The request :: Please reproduce the data below word for word, everything from its first line down to the line containing "449], [812, 455]]". Include both ends.

___ Data provided ___

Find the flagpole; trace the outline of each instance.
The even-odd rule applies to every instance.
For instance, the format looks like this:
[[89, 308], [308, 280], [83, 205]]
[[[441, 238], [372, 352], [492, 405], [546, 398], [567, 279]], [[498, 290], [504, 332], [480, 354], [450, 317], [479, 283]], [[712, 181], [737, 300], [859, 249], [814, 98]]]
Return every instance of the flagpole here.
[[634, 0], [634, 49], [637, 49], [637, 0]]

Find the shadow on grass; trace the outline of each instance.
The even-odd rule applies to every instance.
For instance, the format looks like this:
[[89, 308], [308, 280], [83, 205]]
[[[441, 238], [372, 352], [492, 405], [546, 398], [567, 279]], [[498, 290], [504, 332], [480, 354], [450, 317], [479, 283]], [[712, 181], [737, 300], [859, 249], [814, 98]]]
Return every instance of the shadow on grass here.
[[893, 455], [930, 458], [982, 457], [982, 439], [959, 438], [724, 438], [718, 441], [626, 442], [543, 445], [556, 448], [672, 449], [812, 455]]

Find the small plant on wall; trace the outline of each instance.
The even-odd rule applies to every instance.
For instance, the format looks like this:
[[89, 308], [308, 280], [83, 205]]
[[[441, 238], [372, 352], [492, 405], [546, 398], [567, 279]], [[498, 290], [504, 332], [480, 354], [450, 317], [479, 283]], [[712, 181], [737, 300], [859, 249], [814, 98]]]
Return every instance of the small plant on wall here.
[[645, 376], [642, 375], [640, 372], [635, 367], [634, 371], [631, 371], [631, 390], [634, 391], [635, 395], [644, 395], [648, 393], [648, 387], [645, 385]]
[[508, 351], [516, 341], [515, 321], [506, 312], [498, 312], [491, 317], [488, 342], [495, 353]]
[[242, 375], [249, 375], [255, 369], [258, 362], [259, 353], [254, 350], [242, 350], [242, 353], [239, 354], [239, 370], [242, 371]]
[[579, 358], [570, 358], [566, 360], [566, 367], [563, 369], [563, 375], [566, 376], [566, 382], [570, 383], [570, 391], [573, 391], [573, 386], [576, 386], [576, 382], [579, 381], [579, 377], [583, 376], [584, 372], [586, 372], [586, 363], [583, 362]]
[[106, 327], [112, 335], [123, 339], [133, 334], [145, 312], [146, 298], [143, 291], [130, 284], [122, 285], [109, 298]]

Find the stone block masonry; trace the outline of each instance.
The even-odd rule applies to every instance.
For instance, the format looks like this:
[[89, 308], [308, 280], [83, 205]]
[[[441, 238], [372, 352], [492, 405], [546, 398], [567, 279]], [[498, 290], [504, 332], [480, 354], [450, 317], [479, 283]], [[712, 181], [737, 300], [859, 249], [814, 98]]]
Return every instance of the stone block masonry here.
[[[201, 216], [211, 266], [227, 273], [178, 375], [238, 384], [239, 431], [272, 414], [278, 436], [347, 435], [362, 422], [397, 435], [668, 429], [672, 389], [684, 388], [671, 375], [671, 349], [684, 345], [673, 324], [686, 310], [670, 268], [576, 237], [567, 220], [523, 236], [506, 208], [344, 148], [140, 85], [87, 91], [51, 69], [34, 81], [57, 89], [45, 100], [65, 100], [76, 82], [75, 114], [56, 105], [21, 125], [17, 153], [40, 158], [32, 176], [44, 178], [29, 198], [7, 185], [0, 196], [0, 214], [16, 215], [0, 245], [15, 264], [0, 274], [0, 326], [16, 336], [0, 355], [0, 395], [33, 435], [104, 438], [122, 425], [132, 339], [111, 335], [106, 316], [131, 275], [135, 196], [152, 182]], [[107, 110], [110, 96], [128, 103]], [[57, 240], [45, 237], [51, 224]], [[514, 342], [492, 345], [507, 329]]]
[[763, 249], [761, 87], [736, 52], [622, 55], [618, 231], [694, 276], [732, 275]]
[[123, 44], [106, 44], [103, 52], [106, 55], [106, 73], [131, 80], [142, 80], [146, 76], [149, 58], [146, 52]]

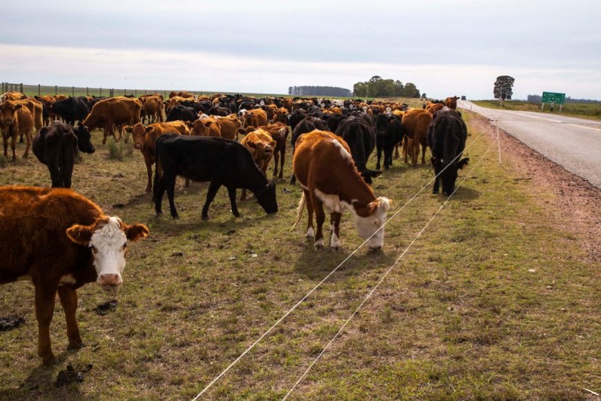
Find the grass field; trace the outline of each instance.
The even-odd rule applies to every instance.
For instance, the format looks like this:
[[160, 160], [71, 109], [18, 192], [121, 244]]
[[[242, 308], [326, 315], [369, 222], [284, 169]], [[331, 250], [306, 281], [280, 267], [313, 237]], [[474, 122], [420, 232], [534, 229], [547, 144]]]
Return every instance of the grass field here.
[[[464, 115], [469, 144], [481, 129]], [[181, 220], [156, 218], [140, 152], [111, 159], [100, 135], [93, 134], [96, 153], [76, 165], [73, 188], [126, 223], [146, 223], [150, 237], [130, 247], [115, 310], [94, 313], [110, 299], [97, 286], [79, 290], [87, 346], [77, 353], [66, 351], [57, 303], [58, 363], [50, 367], [37, 355], [32, 286], [2, 286], [0, 317], [26, 323], [0, 333], [1, 399], [190, 399], [362, 242], [347, 212], [343, 252], [316, 252], [305, 241], [306, 212], [289, 232], [300, 193], [287, 183], [278, 184], [274, 216], [250, 200], [238, 203], [243, 218], [234, 218], [222, 189], [204, 222], [207, 185], [178, 181]], [[484, 135], [467, 150], [471, 166], [491, 143]], [[0, 185], [49, 183], [35, 158], [4, 166]], [[395, 160], [374, 189], [393, 199], [390, 216], [432, 176], [429, 165]], [[598, 392], [599, 265], [545, 211], [550, 195], [519, 178], [488, 153], [292, 398], [586, 399], [582, 387]], [[359, 250], [206, 399], [281, 399], [444, 201], [430, 192], [386, 227], [383, 252]], [[55, 388], [67, 364], [93, 367], [81, 384]]]
[[[499, 105], [498, 100], [473, 100], [479, 106], [488, 107], [489, 109], [497, 109], [499, 110], [519, 110], [522, 111], [537, 111], [539, 113], [551, 113], [549, 104], [544, 105], [544, 110], [541, 111], [540, 104], [522, 100], [507, 100], [503, 102], [502, 106]], [[553, 109], [553, 114], [559, 114], [560, 106], [556, 104]], [[566, 103], [562, 109], [562, 114], [566, 115], [575, 115], [591, 118], [592, 120], [601, 120], [601, 102], [598, 103]]]

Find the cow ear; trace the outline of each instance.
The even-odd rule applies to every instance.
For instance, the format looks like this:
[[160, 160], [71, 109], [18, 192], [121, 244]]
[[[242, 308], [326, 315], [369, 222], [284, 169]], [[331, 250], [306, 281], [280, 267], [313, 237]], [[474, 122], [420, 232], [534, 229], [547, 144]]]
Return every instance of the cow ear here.
[[135, 242], [148, 236], [150, 231], [144, 224], [137, 223], [133, 225], [128, 225], [125, 229], [125, 235], [128, 241]]
[[92, 239], [92, 234], [89, 225], [75, 224], [67, 229], [67, 236], [69, 239], [79, 245], [89, 245]]

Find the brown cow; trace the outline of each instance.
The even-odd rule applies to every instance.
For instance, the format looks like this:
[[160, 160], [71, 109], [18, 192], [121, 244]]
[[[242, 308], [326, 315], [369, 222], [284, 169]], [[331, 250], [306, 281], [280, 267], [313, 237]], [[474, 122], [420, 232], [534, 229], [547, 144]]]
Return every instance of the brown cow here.
[[419, 145], [421, 144], [421, 164], [426, 163], [426, 149], [428, 147], [428, 129], [432, 122], [432, 114], [422, 109], [410, 109], [403, 115], [403, 125], [409, 131], [409, 138], [412, 139], [410, 144], [408, 138], [403, 139], [403, 147], [405, 150], [405, 162], [407, 162], [407, 155], [411, 153], [411, 162], [414, 166], [417, 165], [417, 158], [419, 156]]
[[331, 132], [313, 131], [300, 136], [296, 142], [293, 161], [294, 175], [303, 187], [296, 221], [305, 205], [308, 213], [307, 238], [312, 238], [313, 212], [317, 220], [315, 232], [316, 249], [323, 248], [323, 207], [331, 214], [332, 227], [330, 248], [338, 250], [340, 221], [347, 209], [353, 216], [359, 235], [368, 240], [371, 249], [384, 245], [384, 229], [390, 200], [376, 198], [357, 171], [347, 143]]
[[106, 216], [96, 204], [64, 188], [1, 187], [0, 219], [0, 283], [33, 283], [38, 355], [44, 363], [55, 358], [50, 324], [57, 292], [69, 348], [80, 348], [77, 288], [96, 281], [116, 293], [122, 283], [127, 241], [146, 238], [148, 227]]
[[[156, 150], [155, 142], [157, 138], [166, 133], [179, 133], [180, 135], [190, 135], [190, 129], [183, 121], [171, 121], [169, 122], [156, 122], [144, 127], [140, 122], [133, 127], [125, 127], [126, 132], [131, 133], [133, 147], [140, 149], [144, 156], [148, 173], [148, 185], [146, 192], [150, 192], [153, 189], [153, 168], [156, 161]], [[160, 171], [155, 171], [159, 174]]]
[[[117, 140], [113, 125], [120, 127], [123, 124], [137, 124], [140, 122], [141, 111], [142, 102], [137, 99], [109, 97], [96, 103], [82, 124], [90, 131], [95, 128], [104, 128], [102, 144], [104, 144], [108, 136], [112, 135], [115, 140]], [[121, 139], [121, 134], [120, 129], [119, 139]]]
[[11, 138], [10, 149], [12, 150], [12, 160], [17, 160], [15, 148], [17, 138], [25, 134], [27, 138], [27, 147], [23, 157], [29, 156], [31, 149], [32, 130], [34, 127], [33, 116], [25, 105], [18, 103], [19, 100], [6, 100], [0, 103], [0, 130], [2, 131], [2, 140], [4, 144], [4, 157], [8, 157], [8, 138]]
[[244, 127], [249, 125], [260, 127], [267, 124], [267, 113], [263, 109], [247, 110], [244, 114]]
[[[274, 122], [269, 125], [257, 127], [267, 131], [274, 140], [276, 141], [276, 148], [274, 149], [274, 176], [278, 175], [278, 164], [280, 163], [279, 178], [283, 178], [284, 162], [286, 157], [286, 140], [288, 138], [289, 130], [288, 126], [283, 122]], [[247, 127], [246, 132], [249, 133], [256, 129], [253, 127]], [[281, 158], [280, 157], [281, 156]]]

___

Answer to this exercise ::
Find the flagpole; trace the outline of each instance.
The even-odd rule applies to every instance.
For instance, the format looks like this:
[[89, 308], [308, 280], [83, 205]]
[[[441, 238], [372, 352], [492, 405], [546, 398], [567, 279]], [[498, 290], [504, 332], [480, 354], [450, 317], [479, 283]], [[712, 181], [737, 300], [859, 249], [814, 98]]]
Return every instance of the flagpole here.
[[634, 0], [634, 49], [637, 49], [637, 0]]

Find the shadow on grass; trace the outline of each instance.
The even-odd rule applies to every instance.
For instance, the format looks like this:
[[89, 308], [308, 280], [83, 205]]
[[[441, 238], [372, 352], [492, 405], [546, 398], [567, 279]], [[498, 290], [504, 332], [480, 354], [450, 317], [479, 283]], [[712, 181], [737, 300], [859, 249], [814, 98]]]
Return every instance of the shadow on grass here.
[[893, 455], [930, 458], [982, 457], [982, 439], [959, 438], [724, 438], [718, 441], [626, 442], [543, 445], [556, 448], [672, 449], [812, 455]]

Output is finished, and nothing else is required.